**Textabschnitt:**
-=-=-=-=-

Der Berliner "Karneval der Kulturen"

Ein internationales Narrenschiff

Mehr als 4.000 Jugendliche aus insgesamt 80 Ländern werden heute durch Berlin ziehen, in der Hauptstadt ist wieder "karneval der Kulturen". Für alle Beteiligten eine rundum bunte Sache - das zeigten schon die Vorbereitungen.

Autor/in:
Benedikt Plesker
 (DR)

In jedem Atelier hängen große Papptafeln. Mit Filzstift sind die wichtigsten Verben auf Deutsch, Französisch und Türkisch aufgeschrieben, die die Tanzlehrerin braucht, um den Kursteilnehmern die richtigen Schritte beizubringen. Im Jugendkunst- und Kulturzentrum Schlesische 27 in Berlin läuft in diesen Tagen alles dreisprachig: Probe für den bevorstehenden Umzug zum "Karneval der Kulturen" am Sonntag. Die Jugendlichen dort zählen zu den 4.500 Akteuren aus insgesamt 80 Ländern, die mit bunten Kostümen durch die Straßen der Hauptstadt ziehen werden.

Im Jugendzentrum üben junge Menschen aus dem französischen Lyon und dem türkischen Istanbul zusammen mit Berufsschülern aus Berlin und Brandenburg an ihren Choreographien, fertigen Kostüme und bauen ihren Wagen. All das innerhalb einer Woche. Stefanie Steinkopf ist Leiterin des Projekts, das es schon seit zwölf Jahren gibt. Premiere in diesem Jahr ist die Teilnahme der Schüler eines Gymnasiums in Istanbul. In den meist zehn Tagen des Austauschs lernen die Gäste aus West und Ost nicht nur die deutsche Hauptstadt kennen, sondern planen vor allem ihren Auftritt im großen Karnevalsumzug.

-=-=-=-=-

**Bereitgestelltes Material:**
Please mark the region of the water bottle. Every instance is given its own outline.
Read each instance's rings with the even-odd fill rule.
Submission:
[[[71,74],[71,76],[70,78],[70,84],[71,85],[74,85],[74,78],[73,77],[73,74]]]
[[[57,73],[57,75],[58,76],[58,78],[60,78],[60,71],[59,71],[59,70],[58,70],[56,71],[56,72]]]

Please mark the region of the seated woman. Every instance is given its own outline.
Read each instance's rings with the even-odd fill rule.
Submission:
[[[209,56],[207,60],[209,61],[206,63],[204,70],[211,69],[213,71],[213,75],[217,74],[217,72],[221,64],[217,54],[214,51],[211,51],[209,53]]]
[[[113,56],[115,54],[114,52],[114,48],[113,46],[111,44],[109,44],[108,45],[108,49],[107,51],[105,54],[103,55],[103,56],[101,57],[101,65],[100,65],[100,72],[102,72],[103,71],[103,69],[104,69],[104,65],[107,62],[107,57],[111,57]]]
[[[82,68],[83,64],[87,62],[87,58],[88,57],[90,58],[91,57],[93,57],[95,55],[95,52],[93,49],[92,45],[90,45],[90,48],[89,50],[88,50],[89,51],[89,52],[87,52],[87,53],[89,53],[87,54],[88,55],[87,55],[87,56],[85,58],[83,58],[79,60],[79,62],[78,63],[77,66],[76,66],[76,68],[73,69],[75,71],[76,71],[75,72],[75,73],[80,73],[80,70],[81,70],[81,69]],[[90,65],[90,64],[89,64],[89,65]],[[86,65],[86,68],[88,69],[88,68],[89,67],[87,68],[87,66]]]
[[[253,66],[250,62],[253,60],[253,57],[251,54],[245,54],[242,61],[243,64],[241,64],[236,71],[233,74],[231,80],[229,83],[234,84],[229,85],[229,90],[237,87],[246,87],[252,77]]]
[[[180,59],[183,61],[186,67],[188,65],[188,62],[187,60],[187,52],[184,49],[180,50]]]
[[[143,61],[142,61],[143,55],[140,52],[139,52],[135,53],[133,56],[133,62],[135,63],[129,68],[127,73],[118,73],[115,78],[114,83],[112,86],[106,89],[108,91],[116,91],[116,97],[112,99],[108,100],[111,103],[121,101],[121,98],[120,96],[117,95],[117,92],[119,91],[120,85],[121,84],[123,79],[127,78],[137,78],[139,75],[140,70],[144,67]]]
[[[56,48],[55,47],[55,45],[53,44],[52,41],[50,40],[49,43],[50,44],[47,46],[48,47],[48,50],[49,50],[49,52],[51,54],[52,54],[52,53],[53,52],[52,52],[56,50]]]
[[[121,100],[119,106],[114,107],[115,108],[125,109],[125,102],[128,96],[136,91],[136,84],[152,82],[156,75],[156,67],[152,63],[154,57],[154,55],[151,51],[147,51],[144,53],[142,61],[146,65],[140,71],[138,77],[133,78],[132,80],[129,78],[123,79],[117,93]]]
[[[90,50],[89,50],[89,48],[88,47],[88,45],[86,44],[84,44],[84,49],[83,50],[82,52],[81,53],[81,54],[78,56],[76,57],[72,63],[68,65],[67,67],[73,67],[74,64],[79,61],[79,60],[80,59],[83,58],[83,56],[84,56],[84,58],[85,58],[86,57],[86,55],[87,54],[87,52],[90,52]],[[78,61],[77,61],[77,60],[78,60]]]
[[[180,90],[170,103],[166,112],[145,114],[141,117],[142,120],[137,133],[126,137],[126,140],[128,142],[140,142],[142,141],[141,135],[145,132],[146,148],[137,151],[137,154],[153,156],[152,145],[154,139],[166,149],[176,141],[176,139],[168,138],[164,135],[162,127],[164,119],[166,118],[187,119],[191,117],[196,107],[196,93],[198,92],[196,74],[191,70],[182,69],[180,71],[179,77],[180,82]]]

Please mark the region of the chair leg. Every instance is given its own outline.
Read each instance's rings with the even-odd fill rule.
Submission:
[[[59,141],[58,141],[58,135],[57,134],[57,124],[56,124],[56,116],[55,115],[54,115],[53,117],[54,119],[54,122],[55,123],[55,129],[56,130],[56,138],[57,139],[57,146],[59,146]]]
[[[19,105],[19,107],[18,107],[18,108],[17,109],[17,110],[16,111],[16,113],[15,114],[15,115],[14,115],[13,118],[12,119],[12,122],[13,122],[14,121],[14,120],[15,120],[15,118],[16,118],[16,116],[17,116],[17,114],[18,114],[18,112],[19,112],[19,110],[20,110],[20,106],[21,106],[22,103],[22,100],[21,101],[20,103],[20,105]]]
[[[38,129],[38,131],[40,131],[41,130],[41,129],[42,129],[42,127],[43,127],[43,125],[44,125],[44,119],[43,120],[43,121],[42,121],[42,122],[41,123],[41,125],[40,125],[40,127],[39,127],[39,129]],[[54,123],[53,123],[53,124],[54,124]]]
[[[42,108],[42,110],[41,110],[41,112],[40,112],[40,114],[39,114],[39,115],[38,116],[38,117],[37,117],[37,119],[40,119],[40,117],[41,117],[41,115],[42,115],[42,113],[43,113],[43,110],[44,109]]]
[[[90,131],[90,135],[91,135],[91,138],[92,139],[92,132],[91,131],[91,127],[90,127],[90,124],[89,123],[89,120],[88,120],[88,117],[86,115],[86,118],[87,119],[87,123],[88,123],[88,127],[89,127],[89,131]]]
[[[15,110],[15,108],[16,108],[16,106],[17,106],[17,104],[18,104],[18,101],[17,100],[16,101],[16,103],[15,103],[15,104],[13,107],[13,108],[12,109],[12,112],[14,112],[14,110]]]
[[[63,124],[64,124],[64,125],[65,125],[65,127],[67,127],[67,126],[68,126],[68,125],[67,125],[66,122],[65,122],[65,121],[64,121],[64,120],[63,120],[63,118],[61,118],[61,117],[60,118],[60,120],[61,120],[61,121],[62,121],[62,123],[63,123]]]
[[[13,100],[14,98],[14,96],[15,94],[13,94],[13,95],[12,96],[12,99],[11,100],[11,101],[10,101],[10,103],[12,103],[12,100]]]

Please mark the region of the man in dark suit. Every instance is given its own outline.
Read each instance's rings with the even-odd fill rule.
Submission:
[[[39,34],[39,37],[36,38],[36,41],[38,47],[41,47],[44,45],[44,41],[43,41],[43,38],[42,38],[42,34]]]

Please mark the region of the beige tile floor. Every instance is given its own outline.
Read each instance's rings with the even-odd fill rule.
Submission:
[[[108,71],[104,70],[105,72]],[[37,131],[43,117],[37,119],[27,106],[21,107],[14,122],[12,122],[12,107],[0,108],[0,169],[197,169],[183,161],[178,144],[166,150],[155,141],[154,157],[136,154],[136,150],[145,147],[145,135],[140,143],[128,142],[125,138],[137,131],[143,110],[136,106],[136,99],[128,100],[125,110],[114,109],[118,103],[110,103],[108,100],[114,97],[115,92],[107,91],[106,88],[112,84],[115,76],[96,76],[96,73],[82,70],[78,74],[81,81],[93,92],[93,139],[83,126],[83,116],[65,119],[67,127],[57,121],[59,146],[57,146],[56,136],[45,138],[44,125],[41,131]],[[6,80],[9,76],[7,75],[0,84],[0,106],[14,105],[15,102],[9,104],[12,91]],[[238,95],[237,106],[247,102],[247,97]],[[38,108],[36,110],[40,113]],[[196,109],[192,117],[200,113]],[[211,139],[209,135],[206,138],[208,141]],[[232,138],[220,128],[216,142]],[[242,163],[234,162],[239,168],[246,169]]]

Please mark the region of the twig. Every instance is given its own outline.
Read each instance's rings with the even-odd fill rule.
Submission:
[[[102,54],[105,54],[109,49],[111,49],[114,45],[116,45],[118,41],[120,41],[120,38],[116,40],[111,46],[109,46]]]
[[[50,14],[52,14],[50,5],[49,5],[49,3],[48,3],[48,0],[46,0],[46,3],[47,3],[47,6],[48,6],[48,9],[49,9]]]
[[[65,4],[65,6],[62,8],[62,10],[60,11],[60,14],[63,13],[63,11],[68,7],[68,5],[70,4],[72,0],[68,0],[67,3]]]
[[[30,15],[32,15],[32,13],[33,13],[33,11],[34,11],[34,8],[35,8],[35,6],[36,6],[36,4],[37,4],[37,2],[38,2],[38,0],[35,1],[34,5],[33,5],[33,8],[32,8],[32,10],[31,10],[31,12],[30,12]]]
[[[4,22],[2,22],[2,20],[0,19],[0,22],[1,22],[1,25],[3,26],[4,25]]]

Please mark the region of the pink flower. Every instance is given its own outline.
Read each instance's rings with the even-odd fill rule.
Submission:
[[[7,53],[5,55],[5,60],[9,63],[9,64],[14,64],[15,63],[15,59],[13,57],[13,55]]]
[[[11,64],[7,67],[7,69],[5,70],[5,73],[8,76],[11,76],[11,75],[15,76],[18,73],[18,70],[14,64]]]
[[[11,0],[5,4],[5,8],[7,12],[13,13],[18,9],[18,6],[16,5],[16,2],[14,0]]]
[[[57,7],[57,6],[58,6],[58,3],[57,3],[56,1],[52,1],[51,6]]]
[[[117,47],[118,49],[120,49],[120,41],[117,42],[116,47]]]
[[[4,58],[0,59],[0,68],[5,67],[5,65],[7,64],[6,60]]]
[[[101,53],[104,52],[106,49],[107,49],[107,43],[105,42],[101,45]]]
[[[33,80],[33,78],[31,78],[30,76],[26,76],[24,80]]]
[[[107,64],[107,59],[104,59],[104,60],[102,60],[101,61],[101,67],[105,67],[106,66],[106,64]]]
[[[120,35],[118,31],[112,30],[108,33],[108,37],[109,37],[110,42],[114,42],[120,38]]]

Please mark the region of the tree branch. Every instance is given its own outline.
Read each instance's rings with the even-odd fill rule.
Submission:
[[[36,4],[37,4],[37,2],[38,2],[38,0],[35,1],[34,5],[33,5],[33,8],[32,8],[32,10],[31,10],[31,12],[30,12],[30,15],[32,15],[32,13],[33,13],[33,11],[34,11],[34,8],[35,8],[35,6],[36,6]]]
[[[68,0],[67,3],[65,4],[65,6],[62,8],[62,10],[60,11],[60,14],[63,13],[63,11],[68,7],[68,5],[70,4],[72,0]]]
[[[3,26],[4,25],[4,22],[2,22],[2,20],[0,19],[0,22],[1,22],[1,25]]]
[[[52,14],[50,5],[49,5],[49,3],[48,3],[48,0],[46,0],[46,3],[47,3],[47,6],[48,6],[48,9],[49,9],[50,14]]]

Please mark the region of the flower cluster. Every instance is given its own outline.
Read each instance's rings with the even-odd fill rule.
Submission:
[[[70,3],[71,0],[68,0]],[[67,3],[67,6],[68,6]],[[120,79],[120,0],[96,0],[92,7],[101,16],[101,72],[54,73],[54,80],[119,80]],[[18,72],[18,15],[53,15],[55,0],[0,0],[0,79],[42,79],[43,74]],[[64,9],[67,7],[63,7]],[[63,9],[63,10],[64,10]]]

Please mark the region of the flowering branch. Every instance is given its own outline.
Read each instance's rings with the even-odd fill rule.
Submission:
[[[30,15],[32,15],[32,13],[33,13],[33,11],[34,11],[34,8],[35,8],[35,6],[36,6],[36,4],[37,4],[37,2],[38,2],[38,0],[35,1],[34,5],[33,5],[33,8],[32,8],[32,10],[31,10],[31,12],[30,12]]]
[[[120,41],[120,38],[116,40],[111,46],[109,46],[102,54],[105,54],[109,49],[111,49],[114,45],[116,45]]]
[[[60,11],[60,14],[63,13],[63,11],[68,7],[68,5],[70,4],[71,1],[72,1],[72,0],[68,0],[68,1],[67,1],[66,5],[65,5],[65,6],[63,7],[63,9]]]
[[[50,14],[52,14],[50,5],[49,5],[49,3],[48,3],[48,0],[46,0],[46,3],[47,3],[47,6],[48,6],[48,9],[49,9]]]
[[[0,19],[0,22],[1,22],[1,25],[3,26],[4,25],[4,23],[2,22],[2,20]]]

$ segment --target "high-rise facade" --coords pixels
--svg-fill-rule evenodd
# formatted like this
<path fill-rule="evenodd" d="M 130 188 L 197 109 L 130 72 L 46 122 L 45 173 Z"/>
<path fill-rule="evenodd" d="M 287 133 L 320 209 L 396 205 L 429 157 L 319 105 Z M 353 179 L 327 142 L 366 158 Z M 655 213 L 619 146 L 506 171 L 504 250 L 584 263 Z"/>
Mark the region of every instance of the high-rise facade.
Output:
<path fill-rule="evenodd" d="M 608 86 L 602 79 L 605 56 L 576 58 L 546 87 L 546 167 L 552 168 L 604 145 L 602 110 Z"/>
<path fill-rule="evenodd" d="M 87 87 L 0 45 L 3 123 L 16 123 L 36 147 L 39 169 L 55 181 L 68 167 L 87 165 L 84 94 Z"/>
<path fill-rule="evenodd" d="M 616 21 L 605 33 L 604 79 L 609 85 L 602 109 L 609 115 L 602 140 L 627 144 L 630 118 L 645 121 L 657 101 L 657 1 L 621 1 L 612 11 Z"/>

-=-=-=-=-

**Aufgaben:**
1) Seit wie vielen Jahren gibt es laut dem Text über den Berliner Karneval der Kulturen das Projekt, das Stefanie Steinkopf leitet?
2) Schreibe den Text über den Berliner Karneval der Kulturen im Anschluss an seinen letzten Satz weiter.

**Antworten:**
1) Seit zwölf Jahren.

2)
Für das Jahr 2008 steht das Thema "Narrenschiff" auf dem Plan: Auf der Ladefläche eines Transporters entsteht ein Schiff. Das Fundament
- gebaut aus braun besprühtem Schaumstoff auf einem Metallgerüst - befestigen Fabian Köhler und zwei der französischen Gäste in der Mittagssonne. Er ist einer der deutschen Betreuer für die Gäste, die bei ihrem oftmals ersten Besuch in Deutschland ab und an vor Problemen stehen: "Irgendwie muss man sich verständigen", meint Fabian, nachdem er einer Französin mit wenigen Wortschnipseln erklärt hat, was sie als nächstes tun könne.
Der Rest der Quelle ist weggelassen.